[Start of Records supplied]
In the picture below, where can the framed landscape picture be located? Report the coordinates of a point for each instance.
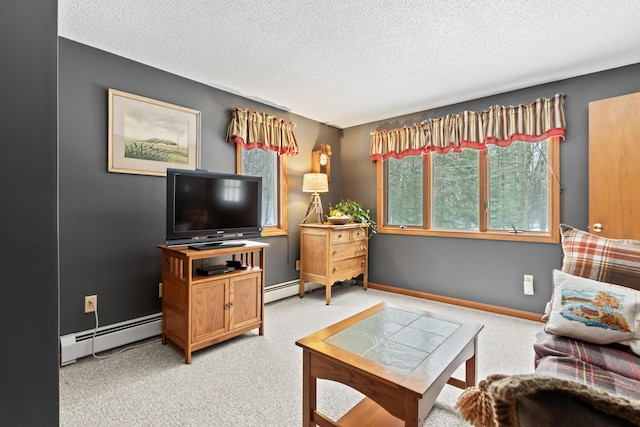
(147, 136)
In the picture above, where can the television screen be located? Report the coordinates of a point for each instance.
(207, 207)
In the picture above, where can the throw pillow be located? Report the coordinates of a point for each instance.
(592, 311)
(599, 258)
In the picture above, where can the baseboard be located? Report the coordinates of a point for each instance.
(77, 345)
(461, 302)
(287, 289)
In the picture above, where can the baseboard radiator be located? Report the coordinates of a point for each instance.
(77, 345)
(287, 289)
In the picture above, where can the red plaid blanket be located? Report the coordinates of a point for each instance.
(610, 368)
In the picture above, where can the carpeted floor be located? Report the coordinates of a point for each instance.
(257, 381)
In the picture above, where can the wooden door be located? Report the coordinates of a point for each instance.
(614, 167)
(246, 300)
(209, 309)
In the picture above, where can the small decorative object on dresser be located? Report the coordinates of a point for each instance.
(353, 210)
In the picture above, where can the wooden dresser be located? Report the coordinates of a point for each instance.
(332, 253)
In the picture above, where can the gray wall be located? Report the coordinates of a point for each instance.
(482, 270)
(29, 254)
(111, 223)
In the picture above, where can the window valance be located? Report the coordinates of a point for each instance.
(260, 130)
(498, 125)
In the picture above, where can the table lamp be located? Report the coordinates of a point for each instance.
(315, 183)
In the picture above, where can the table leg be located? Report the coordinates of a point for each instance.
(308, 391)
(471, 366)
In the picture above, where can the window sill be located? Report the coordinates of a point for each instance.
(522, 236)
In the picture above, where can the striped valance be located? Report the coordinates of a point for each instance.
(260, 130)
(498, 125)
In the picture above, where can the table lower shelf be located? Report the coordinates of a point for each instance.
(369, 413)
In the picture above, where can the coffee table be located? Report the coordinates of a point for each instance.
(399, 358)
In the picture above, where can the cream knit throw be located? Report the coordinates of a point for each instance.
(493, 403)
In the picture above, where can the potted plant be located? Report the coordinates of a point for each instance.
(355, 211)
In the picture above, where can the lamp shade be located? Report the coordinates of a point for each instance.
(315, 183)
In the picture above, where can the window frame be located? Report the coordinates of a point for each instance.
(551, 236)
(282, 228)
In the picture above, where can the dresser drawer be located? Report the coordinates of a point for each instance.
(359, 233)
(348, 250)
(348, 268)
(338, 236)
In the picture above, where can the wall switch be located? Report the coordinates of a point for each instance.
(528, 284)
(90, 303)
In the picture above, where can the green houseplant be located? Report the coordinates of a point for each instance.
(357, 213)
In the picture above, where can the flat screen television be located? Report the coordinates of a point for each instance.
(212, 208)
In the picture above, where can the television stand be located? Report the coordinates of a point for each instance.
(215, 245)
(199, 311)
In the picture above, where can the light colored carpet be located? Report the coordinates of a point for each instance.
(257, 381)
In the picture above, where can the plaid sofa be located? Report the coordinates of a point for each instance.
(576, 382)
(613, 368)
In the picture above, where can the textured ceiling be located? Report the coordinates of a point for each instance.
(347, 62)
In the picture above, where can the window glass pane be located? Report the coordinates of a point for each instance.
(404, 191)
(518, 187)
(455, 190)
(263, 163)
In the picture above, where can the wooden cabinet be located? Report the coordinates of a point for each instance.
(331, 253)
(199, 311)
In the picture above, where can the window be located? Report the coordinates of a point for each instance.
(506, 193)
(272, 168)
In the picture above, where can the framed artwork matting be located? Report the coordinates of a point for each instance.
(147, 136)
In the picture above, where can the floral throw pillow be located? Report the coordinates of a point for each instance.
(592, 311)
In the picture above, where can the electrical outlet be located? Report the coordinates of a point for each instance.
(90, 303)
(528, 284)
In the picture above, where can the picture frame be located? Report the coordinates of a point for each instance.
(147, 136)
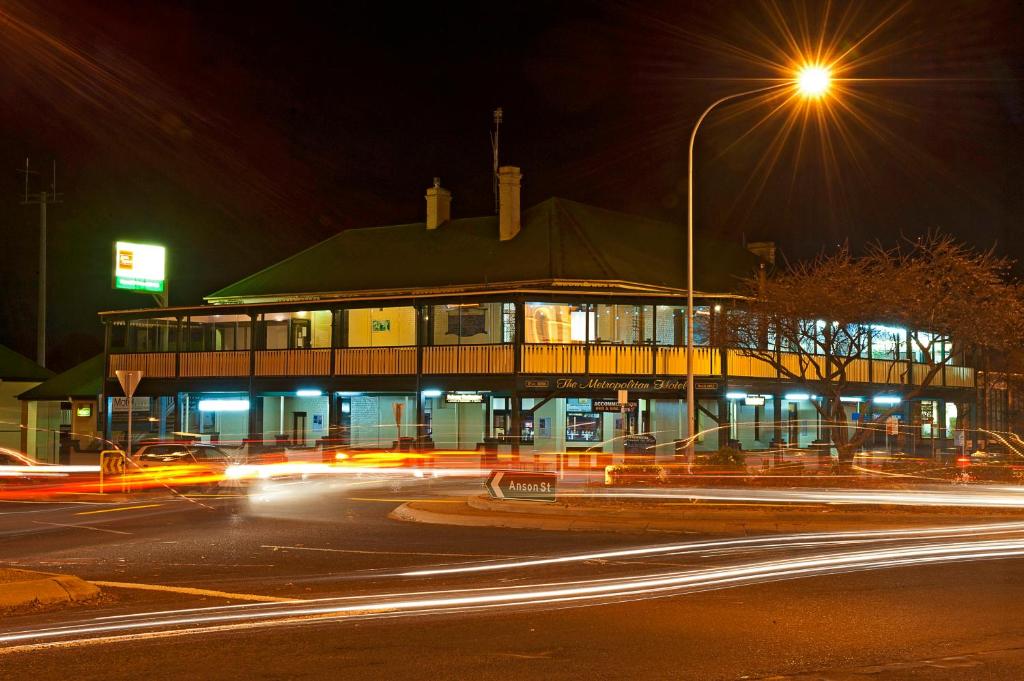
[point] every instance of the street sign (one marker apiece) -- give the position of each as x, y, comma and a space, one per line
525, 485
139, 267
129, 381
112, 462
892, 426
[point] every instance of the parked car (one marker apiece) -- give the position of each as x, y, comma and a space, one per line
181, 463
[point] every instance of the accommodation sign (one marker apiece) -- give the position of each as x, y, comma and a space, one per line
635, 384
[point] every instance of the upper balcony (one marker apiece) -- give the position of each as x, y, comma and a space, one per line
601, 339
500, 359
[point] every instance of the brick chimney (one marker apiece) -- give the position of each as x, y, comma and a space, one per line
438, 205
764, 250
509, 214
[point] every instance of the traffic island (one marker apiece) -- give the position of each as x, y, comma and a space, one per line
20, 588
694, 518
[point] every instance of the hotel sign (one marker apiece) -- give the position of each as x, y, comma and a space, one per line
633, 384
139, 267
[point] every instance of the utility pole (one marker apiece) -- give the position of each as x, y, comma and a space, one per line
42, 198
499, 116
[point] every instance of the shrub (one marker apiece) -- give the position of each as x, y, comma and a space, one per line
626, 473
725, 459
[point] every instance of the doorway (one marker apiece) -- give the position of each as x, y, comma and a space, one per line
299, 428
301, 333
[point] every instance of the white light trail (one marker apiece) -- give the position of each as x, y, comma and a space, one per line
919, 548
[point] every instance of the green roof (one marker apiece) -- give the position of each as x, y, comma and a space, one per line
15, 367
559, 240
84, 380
[End of Records supplied]
[Start of Records supplied]
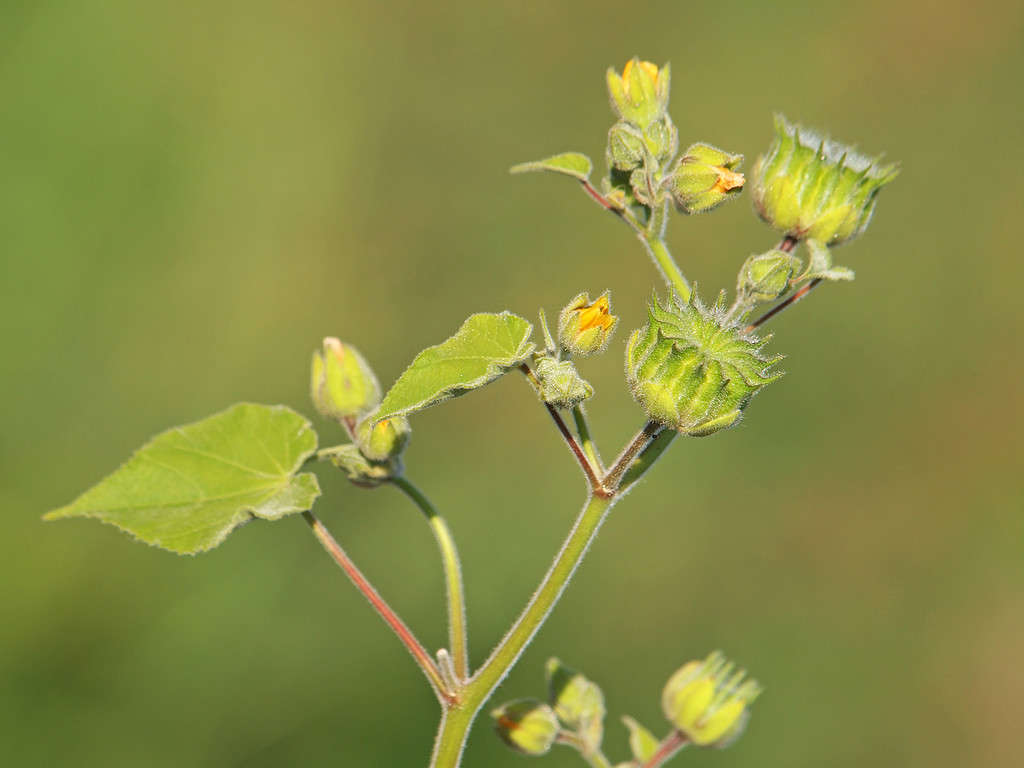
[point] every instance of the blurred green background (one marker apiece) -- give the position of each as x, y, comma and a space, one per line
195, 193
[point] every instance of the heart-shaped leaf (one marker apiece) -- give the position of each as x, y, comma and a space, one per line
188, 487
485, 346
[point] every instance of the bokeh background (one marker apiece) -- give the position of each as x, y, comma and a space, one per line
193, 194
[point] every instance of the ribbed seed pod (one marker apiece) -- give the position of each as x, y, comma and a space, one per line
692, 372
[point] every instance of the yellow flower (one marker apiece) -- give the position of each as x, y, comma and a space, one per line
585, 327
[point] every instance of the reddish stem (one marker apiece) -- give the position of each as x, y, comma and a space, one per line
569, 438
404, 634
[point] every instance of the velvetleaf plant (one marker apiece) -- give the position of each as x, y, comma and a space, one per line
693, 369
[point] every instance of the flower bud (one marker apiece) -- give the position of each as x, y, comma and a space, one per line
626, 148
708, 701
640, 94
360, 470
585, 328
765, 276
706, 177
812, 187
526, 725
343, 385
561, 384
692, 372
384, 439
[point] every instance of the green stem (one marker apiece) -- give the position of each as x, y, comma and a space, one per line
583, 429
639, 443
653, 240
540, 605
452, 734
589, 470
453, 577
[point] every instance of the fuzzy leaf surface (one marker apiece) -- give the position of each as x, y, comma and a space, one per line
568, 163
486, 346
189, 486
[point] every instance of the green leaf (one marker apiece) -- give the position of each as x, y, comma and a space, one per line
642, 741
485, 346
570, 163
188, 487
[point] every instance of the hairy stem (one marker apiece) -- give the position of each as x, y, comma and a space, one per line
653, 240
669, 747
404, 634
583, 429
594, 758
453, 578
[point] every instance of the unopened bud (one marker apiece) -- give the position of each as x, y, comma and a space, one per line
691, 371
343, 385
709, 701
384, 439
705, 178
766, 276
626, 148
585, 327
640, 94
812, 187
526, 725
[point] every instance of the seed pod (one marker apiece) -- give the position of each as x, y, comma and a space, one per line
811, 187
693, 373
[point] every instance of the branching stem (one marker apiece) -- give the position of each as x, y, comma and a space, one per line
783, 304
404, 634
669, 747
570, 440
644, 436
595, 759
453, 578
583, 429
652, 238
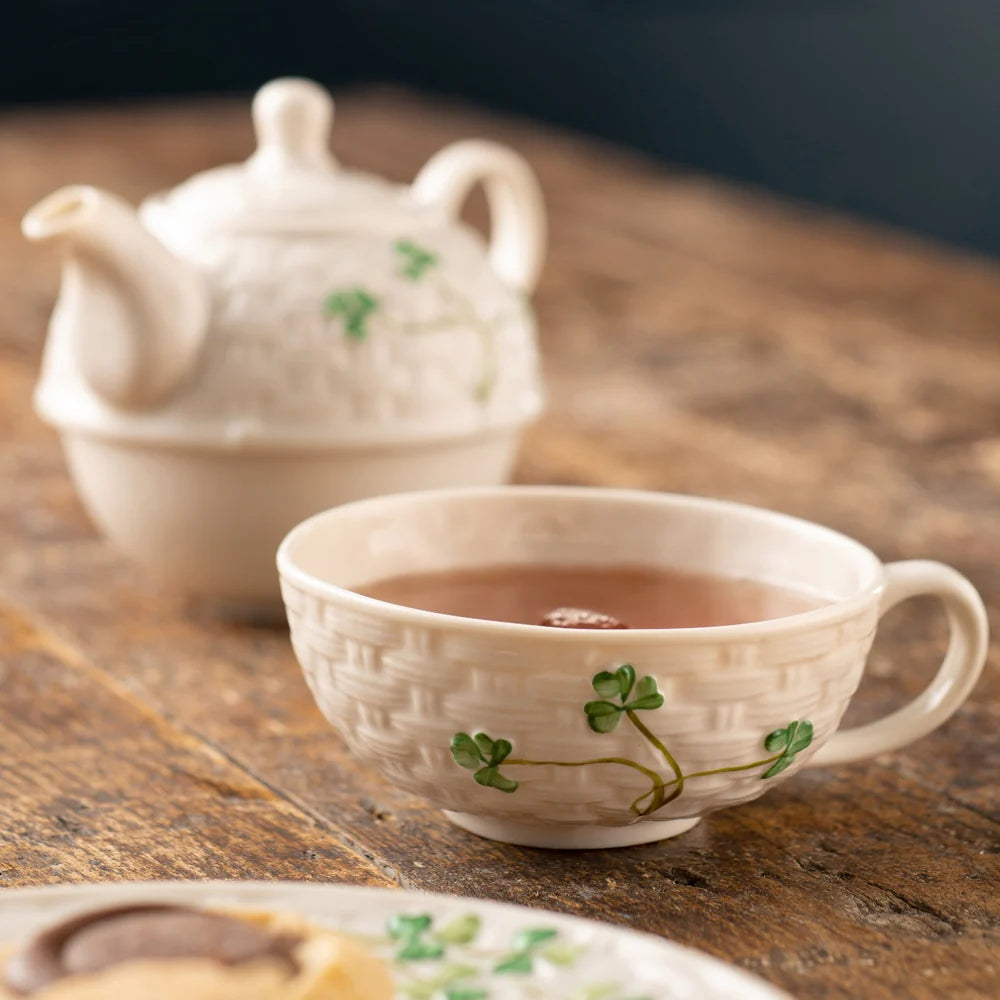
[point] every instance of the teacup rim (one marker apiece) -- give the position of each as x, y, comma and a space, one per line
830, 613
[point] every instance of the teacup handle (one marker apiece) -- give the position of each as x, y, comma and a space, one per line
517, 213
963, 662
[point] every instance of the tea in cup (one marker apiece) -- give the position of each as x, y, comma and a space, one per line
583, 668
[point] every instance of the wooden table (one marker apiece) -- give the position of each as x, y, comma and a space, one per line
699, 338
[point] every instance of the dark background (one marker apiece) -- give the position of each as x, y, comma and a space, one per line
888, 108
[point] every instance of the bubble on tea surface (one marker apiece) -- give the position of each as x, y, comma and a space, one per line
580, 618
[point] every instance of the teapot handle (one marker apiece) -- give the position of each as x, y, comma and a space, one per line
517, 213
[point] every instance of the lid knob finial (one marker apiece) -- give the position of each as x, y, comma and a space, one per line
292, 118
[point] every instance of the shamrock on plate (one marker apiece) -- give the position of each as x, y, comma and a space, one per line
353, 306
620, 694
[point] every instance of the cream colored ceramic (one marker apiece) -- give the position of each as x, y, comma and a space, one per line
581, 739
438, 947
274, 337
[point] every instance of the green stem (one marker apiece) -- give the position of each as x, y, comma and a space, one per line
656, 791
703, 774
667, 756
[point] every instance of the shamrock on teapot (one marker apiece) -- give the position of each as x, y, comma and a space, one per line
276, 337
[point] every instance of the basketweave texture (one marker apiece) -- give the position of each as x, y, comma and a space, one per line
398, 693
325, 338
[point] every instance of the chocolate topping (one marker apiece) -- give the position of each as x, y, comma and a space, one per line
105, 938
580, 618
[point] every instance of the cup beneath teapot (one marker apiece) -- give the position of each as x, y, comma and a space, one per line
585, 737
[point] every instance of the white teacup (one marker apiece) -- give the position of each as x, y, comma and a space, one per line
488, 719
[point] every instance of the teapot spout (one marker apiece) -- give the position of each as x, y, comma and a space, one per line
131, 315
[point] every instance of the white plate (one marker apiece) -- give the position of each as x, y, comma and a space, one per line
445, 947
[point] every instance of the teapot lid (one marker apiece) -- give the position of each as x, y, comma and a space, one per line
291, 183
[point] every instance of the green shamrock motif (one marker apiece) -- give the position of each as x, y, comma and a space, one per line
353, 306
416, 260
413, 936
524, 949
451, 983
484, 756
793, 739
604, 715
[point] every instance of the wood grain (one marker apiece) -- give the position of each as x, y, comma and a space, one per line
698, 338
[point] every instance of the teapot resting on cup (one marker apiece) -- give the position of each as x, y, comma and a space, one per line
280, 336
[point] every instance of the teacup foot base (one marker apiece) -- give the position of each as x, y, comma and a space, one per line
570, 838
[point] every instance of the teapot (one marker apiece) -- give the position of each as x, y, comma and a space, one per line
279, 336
[End of Records supplied]
[Start of Records supplied]
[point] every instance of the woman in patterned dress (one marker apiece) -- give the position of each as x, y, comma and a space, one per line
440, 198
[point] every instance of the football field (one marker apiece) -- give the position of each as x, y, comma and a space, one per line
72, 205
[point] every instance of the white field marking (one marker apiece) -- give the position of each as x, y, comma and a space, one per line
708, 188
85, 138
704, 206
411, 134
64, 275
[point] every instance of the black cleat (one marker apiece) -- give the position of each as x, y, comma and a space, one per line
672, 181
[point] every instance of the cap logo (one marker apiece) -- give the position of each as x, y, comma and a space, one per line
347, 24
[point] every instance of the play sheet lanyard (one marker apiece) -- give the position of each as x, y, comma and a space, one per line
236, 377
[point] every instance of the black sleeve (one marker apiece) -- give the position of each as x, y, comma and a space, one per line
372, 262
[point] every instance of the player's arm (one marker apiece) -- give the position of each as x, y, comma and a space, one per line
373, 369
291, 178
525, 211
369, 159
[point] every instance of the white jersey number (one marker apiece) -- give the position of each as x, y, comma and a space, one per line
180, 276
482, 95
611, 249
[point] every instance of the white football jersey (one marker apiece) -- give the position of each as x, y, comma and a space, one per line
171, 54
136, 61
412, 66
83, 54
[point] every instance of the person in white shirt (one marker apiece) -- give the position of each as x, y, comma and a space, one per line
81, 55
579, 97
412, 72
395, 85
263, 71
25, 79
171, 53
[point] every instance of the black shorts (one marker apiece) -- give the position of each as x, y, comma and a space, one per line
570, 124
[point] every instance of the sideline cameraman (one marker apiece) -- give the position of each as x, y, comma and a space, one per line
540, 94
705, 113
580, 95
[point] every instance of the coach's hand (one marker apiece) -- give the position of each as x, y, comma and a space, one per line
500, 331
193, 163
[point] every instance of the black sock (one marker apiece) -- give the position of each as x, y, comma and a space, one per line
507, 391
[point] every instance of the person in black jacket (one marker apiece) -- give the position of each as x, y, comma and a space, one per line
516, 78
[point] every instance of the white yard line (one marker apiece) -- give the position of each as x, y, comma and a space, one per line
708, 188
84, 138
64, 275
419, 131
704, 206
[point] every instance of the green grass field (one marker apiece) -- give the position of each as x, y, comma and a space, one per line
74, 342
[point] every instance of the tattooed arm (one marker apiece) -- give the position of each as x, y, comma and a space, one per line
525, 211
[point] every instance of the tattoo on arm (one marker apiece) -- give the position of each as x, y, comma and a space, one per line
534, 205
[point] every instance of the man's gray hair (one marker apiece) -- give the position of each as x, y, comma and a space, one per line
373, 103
[End of Records supplied]
* _What you will do_
Pull out every line above that contains the string "surface" and reproduce each one unchanged. Match case exactly.

* _Output for this exercise_
[point] every instance of the fuzzy leaf surface (one marker apiece) -- give the position of each as x, y, comma and a space, one per line
[point] every instance of the bubble on tea surface (one marker apiece) -- give the position of each as x, y, comma and a space, one per line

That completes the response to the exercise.